If a line in the data contains "wooden", copy it out.
START PROVIDED DATA
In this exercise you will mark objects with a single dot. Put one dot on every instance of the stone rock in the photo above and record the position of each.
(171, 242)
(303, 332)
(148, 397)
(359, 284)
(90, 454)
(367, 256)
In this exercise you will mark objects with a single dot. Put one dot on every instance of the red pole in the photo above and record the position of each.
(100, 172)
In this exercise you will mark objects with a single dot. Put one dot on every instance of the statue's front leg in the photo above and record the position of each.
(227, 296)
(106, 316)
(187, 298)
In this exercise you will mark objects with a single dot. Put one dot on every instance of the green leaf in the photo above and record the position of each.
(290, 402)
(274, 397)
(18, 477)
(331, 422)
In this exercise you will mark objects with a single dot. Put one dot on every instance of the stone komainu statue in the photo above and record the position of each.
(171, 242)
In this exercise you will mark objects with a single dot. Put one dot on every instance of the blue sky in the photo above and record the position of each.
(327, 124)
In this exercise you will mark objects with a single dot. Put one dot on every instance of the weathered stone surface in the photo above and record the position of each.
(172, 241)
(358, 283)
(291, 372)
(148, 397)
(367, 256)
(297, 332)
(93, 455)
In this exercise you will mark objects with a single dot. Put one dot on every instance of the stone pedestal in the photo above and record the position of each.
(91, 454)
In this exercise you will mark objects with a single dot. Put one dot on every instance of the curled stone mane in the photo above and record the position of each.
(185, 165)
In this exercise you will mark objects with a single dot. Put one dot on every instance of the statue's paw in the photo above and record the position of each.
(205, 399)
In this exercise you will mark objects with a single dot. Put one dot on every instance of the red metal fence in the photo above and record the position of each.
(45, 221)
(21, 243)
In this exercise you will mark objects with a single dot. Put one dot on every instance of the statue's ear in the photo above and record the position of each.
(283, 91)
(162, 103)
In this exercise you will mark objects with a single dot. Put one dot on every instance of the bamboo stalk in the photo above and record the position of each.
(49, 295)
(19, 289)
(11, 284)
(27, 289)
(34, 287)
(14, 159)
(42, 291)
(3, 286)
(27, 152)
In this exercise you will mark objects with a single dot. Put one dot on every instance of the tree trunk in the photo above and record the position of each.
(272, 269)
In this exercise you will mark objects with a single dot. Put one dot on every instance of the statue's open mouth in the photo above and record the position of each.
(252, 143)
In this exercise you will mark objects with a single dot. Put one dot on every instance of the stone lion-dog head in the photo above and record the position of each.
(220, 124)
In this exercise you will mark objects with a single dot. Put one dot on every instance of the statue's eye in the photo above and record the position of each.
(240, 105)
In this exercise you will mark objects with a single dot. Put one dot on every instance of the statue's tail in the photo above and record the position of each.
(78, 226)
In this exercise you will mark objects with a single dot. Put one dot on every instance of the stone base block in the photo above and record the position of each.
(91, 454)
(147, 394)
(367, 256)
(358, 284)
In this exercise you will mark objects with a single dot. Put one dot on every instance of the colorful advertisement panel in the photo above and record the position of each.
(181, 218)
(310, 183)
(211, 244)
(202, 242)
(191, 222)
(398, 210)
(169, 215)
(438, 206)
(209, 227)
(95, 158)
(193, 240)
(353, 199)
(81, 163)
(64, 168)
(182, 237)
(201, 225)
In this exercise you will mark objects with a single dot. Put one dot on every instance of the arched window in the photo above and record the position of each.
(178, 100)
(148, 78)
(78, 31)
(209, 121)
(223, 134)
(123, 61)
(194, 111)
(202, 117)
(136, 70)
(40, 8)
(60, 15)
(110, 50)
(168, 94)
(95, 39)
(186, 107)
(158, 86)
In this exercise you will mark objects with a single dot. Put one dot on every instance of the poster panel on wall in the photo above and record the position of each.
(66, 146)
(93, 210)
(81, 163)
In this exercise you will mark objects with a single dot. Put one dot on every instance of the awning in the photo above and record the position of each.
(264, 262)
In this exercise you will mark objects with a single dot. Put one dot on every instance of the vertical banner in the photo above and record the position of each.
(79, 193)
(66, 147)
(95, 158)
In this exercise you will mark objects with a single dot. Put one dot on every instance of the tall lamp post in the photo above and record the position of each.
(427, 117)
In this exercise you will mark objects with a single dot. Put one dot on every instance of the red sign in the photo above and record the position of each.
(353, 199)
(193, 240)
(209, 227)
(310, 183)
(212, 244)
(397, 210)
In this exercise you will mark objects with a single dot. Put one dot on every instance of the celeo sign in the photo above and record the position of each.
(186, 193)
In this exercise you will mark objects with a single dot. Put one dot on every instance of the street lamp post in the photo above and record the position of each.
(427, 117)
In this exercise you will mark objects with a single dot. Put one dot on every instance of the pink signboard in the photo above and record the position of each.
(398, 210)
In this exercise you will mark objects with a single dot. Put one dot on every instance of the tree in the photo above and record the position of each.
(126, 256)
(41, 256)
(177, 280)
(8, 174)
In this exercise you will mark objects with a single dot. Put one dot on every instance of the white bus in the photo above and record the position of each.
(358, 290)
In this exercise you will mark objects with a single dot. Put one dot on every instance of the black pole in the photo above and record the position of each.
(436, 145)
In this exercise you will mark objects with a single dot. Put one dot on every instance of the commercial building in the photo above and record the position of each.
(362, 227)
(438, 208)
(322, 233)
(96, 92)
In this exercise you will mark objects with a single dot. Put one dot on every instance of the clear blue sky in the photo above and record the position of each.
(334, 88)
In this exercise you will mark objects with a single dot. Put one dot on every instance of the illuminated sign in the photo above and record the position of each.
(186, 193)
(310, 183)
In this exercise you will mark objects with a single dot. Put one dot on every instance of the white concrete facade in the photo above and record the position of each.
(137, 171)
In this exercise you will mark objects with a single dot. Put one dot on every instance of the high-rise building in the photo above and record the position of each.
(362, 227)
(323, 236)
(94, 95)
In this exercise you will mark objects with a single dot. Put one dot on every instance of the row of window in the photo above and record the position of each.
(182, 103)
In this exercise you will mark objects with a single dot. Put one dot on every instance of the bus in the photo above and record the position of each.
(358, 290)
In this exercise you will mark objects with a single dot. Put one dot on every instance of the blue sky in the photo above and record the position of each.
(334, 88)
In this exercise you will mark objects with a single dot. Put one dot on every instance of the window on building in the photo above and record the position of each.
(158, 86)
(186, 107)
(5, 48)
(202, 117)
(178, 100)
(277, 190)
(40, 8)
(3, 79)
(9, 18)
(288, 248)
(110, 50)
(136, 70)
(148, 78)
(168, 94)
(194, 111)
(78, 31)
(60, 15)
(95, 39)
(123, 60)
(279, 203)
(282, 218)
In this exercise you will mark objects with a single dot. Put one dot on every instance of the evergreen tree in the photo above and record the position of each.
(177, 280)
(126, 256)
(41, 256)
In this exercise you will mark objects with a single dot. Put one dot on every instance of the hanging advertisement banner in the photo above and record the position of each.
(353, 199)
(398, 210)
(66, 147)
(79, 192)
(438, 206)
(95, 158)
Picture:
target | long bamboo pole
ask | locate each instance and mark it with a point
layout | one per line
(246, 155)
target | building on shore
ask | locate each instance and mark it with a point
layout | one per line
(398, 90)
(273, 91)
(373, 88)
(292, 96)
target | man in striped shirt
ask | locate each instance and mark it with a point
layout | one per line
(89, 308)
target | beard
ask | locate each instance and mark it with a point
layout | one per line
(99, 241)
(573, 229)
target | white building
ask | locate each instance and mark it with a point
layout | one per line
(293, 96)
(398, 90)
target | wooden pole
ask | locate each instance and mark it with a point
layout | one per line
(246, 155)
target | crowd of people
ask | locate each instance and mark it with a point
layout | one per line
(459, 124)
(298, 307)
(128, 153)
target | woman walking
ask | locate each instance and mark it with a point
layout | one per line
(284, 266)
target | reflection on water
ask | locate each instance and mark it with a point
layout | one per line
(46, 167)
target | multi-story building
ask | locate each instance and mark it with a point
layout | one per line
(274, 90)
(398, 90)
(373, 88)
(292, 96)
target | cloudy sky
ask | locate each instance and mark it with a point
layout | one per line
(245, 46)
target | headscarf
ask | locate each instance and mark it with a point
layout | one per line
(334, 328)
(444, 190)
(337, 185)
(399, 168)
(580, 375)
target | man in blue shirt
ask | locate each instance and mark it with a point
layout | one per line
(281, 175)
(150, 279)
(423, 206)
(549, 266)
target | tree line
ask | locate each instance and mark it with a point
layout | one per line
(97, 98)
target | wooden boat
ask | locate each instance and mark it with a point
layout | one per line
END PROVIDED DATA
* **ANSWER FOR THIS EXERCISE**:
target | wooden pole
target | wooden boat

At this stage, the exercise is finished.